■ **EXCERPTED DATA**:
════════════════════
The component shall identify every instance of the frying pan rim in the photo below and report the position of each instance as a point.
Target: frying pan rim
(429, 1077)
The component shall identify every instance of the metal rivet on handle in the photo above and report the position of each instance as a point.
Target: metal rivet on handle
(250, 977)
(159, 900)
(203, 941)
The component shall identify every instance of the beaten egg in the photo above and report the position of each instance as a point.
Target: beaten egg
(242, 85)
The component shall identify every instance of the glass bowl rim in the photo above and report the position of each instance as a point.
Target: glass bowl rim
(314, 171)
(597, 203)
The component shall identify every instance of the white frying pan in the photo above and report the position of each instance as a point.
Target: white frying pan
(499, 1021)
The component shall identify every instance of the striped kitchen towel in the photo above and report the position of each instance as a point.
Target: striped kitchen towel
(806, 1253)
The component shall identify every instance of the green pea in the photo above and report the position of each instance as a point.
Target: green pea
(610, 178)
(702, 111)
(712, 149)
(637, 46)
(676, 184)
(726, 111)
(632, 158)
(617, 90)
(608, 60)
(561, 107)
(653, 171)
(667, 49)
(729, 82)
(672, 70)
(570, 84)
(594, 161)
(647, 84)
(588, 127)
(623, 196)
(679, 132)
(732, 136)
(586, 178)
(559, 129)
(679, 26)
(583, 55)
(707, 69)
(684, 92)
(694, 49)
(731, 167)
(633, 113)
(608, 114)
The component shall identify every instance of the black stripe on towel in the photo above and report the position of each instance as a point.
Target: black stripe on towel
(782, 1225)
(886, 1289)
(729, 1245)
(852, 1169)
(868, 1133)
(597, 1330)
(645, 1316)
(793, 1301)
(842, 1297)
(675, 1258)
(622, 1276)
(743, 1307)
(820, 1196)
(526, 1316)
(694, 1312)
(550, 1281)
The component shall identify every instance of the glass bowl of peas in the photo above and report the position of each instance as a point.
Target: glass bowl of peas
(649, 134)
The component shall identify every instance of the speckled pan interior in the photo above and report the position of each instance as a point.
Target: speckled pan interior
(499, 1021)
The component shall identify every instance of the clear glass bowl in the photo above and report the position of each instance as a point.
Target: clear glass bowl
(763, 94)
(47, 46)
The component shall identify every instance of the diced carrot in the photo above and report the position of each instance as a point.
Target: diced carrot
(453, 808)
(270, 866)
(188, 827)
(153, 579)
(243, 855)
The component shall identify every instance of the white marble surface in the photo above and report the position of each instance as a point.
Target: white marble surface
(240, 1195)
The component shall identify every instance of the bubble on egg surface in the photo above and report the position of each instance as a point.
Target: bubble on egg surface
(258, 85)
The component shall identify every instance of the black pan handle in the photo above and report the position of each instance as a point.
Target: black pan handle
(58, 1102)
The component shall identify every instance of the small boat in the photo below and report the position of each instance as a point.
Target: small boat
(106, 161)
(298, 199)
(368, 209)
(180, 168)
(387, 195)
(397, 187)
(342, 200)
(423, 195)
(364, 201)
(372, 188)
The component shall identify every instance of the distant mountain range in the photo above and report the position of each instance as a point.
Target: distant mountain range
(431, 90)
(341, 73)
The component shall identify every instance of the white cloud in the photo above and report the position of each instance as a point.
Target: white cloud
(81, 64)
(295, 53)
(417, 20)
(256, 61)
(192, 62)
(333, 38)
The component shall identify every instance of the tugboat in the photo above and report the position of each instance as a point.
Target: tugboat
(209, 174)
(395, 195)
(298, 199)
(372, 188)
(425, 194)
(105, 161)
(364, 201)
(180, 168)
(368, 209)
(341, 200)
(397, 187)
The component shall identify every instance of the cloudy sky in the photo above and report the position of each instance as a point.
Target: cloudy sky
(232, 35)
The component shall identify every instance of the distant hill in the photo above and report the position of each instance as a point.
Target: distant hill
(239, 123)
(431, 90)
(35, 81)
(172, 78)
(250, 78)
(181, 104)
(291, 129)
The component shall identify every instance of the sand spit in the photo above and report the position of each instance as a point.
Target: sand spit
════════════════════
■ **DESCRIPTION OF THE TASK**:
Check each line of the entries above for the word "spit". List the ones that have it.

■ **ANSWER TO THIS PROBLEM**:
The component shall identify every instance of the sand spit in the photo above and report the position of each instance as a point.
Target: sand spit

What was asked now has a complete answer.